### Given records

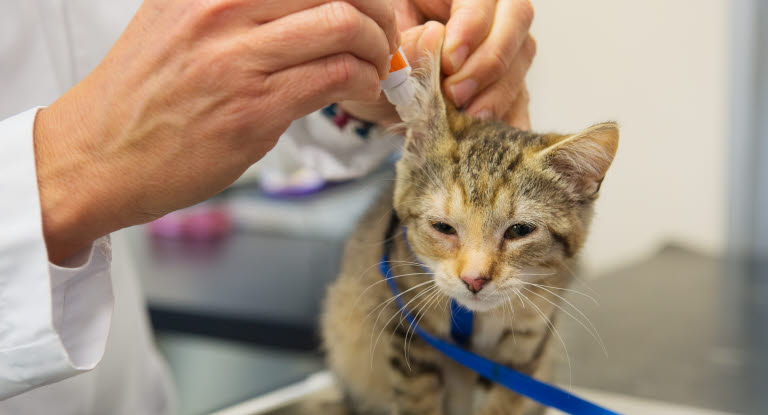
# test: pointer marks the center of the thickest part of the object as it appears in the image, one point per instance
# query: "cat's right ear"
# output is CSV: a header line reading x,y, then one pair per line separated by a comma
x,y
425,118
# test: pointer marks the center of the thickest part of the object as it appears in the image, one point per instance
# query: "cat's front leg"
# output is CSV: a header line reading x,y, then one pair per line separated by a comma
x,y
501,401
418,381
527,352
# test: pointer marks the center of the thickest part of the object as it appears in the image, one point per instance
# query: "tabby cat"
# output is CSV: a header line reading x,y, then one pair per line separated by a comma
x,y
488,215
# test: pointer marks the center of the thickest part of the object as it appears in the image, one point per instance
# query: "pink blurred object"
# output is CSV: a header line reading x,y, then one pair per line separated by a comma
x,y
200,222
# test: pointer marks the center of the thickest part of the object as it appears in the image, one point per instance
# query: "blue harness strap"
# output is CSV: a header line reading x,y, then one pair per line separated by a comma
x,y
461,331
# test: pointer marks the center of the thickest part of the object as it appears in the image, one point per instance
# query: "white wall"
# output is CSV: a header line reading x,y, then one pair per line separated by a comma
x,y
660,68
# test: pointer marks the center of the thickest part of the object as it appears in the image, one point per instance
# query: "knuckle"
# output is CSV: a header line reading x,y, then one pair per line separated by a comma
x,y
498,61
341,69
530,48
526,12
210,9
343,19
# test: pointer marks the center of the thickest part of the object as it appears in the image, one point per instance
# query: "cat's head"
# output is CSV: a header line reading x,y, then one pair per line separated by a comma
x,y
489,208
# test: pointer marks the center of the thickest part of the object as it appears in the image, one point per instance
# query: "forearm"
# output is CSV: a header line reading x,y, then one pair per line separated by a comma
x,y
72,205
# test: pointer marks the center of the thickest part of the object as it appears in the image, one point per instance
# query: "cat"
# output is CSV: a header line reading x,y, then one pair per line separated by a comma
x,y
485,214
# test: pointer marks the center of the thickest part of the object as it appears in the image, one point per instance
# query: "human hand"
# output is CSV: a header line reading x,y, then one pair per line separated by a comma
x,y
191,95
485,57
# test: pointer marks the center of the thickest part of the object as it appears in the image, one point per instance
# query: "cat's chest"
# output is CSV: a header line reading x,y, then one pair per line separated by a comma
x,y
487,332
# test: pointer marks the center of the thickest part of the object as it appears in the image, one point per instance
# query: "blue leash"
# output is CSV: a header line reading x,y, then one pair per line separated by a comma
x,y
461,331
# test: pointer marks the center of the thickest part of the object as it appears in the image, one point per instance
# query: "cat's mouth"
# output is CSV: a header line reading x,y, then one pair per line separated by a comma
x,y
487,299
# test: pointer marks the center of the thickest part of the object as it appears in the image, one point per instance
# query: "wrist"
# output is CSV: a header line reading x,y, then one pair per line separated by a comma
x,y
71,215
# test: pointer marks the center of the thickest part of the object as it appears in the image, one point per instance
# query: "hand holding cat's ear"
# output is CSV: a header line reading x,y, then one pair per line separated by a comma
x,y
583,159
416,41
486,56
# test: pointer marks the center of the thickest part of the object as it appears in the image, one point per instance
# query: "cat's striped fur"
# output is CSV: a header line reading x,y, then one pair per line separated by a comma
x,y
480,178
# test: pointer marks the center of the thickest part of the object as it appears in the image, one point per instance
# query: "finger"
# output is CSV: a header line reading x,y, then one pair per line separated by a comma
x,y
319,83
478,75
495,101
419,40
495,55
408,15
381,11
518,115
470,23
325,30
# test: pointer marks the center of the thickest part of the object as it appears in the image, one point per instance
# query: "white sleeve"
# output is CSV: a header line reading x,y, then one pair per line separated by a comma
x,y
54,320
335,146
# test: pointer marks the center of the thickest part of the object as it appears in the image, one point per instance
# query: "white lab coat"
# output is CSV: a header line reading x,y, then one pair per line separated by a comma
x,y
58,322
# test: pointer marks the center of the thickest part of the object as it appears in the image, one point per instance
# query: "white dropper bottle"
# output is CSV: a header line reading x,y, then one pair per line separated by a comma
x,y
398,87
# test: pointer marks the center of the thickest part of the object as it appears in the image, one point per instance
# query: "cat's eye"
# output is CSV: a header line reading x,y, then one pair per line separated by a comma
x,y
444,228
519,230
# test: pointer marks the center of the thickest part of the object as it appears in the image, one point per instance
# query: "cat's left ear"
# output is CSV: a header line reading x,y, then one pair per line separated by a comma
x,y
583,159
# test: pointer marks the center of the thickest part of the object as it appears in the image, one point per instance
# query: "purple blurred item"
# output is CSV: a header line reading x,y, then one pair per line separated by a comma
x,y
205,221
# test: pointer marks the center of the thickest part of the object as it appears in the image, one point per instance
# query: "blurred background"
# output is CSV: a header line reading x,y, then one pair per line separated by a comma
x,y
676,257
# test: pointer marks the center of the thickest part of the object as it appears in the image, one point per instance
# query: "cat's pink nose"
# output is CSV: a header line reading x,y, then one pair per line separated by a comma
x,y
474,283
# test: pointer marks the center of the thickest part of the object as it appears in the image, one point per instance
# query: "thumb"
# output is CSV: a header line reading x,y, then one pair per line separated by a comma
x,y
419,40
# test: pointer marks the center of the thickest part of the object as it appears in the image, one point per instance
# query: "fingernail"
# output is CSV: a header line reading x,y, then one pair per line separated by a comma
x,y
463,91
485,115
459,56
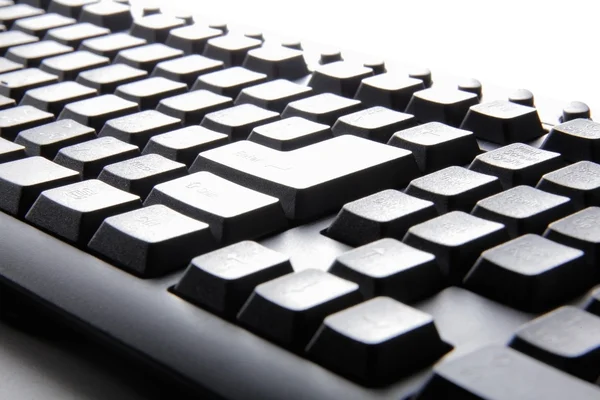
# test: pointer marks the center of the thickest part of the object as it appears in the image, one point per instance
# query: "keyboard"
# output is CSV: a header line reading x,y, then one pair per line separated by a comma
x,y
254,219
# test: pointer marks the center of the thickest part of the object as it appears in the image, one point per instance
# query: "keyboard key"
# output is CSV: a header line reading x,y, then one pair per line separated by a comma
x,y
273,95
89,158
500,373
566,339
74,212
141,241
441,105
22,181
530,273
456,239
375,123
523,209
390,268
46,140
290,134
183,145
377,342
238,122
437,146
517,164
389,213
222,281
288,310
214,200
454,188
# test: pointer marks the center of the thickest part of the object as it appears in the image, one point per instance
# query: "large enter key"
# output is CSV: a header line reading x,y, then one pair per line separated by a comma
x,y
316,179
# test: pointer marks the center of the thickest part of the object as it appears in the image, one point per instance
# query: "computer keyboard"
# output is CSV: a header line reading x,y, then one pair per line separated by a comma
x,y
255,220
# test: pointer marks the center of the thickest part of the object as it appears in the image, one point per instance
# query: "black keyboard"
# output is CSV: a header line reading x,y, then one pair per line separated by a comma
x,y
250,219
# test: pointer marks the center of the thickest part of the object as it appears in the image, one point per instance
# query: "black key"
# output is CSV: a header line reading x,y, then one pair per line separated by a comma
x,y
96,111
187,69
230,81
576,140
142,241
16,119
273,95
183,145
389,213
22,181
290,134
74,212
517,164
53,98
375,123
222,281
441,105
304,179
456,239
47,140
231,49
530,273
110,45
288,310
214,200
106,79
324,108
238,122
277,62
500,373
341,78
377,342
437,146
89,158
580,182
388,90
566,338
454,188
390,268
191,107
523,209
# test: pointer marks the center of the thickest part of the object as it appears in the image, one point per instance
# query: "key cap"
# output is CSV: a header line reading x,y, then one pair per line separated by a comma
x,y
46,140
237,122
500,373
385,214
89,158
454,188
142,241
22,181
456,239
441,105
390,268
341,78
231,49
106,79
530,273
517,164
323,108
183,145
375,123
96,111
288,310
523,209
221,281
74,212
230,81
377,342
437,146
273,95
290,134
214,200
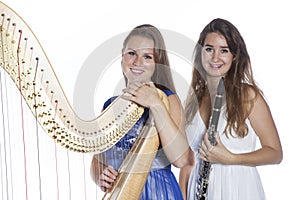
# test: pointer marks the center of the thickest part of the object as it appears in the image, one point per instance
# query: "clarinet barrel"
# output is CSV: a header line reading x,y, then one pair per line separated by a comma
x,y
205,167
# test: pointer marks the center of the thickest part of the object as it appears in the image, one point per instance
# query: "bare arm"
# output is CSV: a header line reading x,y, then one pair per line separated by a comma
x,y
170,124
264,126
184,176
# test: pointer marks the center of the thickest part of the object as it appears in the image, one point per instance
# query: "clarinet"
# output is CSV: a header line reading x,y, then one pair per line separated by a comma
x,y
205,167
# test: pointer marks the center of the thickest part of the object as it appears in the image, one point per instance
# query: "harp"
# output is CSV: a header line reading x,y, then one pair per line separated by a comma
x,y
23,59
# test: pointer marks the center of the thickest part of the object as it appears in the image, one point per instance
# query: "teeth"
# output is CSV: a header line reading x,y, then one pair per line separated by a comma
x,y
136,71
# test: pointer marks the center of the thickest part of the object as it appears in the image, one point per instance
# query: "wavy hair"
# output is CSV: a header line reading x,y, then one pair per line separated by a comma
x,y
162,77
238,81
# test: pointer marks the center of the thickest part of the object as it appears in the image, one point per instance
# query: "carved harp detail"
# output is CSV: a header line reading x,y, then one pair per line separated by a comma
x,y
23,58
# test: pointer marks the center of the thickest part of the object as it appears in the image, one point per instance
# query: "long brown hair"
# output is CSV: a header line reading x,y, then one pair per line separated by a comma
x,y
238,81
162,77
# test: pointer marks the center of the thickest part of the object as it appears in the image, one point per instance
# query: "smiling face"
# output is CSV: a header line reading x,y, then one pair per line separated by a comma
x,y
216,55
138,63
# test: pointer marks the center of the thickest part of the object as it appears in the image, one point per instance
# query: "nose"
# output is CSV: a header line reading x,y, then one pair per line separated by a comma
x,y
215,55
137,61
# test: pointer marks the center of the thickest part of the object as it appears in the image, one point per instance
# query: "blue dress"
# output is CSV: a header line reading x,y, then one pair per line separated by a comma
x,y
161,183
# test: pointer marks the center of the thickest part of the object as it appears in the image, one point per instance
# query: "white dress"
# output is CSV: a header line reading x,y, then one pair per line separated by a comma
x,y
226,182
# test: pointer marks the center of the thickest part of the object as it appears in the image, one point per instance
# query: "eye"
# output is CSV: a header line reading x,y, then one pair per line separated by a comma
x,y
208,49
223,51
148,57
132,53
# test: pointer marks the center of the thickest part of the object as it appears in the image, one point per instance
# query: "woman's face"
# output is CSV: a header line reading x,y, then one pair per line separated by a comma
x,y
138,63
216,56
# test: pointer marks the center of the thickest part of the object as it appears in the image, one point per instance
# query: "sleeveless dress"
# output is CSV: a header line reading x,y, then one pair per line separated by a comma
x,y
161,183
226,182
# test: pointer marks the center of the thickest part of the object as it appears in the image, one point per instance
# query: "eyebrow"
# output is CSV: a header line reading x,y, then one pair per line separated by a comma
x,y
213,46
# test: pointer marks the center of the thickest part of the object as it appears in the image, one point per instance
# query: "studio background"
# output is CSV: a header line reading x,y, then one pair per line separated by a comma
x,y
69,31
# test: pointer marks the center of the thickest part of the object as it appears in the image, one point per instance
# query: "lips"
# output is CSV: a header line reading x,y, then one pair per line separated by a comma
x,y
136,71
216,66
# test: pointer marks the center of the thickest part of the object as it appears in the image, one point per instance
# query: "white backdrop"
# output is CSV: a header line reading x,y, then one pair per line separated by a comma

### Task description
How many lines of the material above contain the word "keyboard"? Answer with the number only.

### Result for this task
4